Amazon will tell the world soon just how much money it has made from the “unprecedented demand shift” to its site from millions of people under lockdown conditions around the world.
The retailer, which is run by the world’s richest man, Jeff Bezos, will release its sales and profit figures for the first three months of the year (including the first few weeks of the lockdown in the UK and much of Europe and the US) on 30 April.
Analysts forecast Amazon to report first-quarter revenues of $73bn (£58bn). That would be up nearly 22% on the same quarter last year, and works out as sales of $10,000 every second, day and night.
Sales at Amazon had already been increasing, but analysts at Bank of America say the lockdown has fuelled an “unprecedented demand shift” to online sellers.
While most businesses have been hit hard by the impact of the pandemic and the looming recession, shares in Amazon have risen to a record high as hundreds of millions of people stuck indoors turn to the delivery giant to keep them fed and entertained.
Josh Brown, chief executive of Ritholtz Wealth Management, said: “Amazon became a utility in this crisis – defensive, reliable, indispensable.”
Analysts at the US investment bank Cowen likened the impact of the lockdown to the Black Friday shopping frenzy in November, or Amazon’s own Prime Day sale in July. “Amazon has seen an ‘enormous increase in demand’ as shoppers are forced to stay home, essentially creating an extended Prime Day/Black Friday type of situation,” they wrote.
Amazon’s share price is up 42% in the past month, hitting a record high above $2,400 last week. One month ago they were changing hands at $1,689.
At these prices the business is valued at $1.2tn, making it the third biggest US company after Microsoft ($1.35tn) and Apple ($1.25tn).

### WHAT TO DO
(A) Transcribe the passage of the Amazon earnings report, from "Josh Brown, chief" to "hands at $1,689.".
(B) In the Amazon earnings report, what total value does the business reach at these share prices?

### Point-per-instance localization data
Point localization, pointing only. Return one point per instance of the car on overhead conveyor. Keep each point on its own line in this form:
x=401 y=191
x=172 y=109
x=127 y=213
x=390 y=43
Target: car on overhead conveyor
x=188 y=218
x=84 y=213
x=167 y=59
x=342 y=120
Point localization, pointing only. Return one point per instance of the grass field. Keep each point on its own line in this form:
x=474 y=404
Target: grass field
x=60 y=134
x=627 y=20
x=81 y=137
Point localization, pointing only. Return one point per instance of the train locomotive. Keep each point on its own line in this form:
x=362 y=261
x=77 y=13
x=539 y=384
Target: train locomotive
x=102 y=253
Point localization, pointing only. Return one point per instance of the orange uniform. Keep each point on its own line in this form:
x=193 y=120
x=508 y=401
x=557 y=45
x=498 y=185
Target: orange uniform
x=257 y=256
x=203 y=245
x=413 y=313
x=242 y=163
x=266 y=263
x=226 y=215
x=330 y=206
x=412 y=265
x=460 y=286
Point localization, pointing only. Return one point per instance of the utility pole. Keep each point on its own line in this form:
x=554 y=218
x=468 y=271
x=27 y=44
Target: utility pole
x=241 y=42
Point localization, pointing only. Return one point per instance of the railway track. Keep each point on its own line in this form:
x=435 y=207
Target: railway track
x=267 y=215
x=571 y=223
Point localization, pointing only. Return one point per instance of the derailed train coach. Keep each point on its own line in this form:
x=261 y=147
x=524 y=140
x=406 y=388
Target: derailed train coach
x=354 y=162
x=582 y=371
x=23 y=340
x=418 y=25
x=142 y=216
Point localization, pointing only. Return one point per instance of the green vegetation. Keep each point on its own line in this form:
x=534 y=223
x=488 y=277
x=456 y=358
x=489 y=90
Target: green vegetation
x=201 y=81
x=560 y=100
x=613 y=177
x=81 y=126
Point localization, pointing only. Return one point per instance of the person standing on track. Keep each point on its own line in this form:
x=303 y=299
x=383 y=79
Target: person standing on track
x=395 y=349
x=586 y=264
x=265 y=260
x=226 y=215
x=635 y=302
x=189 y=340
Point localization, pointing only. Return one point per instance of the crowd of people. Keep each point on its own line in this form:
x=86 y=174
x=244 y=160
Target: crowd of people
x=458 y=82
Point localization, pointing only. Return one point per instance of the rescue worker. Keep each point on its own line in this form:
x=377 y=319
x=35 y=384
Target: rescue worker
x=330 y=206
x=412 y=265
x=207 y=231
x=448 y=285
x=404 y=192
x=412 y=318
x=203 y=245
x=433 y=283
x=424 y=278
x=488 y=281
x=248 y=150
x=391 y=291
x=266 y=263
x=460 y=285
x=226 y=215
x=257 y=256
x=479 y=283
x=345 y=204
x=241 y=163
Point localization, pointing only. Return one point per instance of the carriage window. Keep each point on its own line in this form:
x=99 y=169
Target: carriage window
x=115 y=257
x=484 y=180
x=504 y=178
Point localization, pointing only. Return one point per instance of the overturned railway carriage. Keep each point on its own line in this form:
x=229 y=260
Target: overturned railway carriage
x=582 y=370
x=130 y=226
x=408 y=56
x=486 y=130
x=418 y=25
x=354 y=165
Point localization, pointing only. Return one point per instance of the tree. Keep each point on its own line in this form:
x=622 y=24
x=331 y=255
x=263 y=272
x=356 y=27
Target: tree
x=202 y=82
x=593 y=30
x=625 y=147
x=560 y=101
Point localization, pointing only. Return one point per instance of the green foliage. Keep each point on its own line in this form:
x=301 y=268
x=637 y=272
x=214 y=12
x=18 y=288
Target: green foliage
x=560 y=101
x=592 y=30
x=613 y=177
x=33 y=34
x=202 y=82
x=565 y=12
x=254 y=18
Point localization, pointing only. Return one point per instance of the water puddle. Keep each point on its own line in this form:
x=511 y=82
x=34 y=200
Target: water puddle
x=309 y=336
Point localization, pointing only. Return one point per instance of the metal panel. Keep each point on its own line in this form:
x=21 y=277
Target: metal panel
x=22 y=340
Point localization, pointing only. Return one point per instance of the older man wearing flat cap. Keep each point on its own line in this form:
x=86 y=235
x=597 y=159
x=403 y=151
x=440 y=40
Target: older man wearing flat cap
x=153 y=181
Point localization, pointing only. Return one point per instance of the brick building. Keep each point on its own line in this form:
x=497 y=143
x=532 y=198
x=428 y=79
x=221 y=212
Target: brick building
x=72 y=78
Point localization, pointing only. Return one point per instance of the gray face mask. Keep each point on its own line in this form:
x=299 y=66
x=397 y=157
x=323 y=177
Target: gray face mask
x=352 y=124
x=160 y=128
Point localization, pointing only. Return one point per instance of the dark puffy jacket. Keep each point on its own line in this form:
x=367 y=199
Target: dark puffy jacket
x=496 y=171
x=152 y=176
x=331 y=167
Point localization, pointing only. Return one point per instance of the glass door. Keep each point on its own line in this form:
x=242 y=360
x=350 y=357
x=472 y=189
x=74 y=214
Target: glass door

### ANSWERS FOR EACH ITEM
(A)
Josh Brown, chief executive of Ritholtz Wealth Management, said: “Amazon became a utility in this crisis – defensive, reliable, indispensable.”
Analysts at the US investment bank Cowen likened the impact of the lockdown to the Black Friday shopping frenzy in November, or Amazon’s own Prime Day sale in July. “Amazon has seen an ‘enormous increase in demand’ as shoppers are forced to stay home, essentially creating an extended Prime Day/Black Friday type of situation,” they wrote.
Amazon’s share price is up 42% in the past month, hitting a record high above $2,400 last week. One month ago they were changing hands at $1,689.

(B) $1.2tn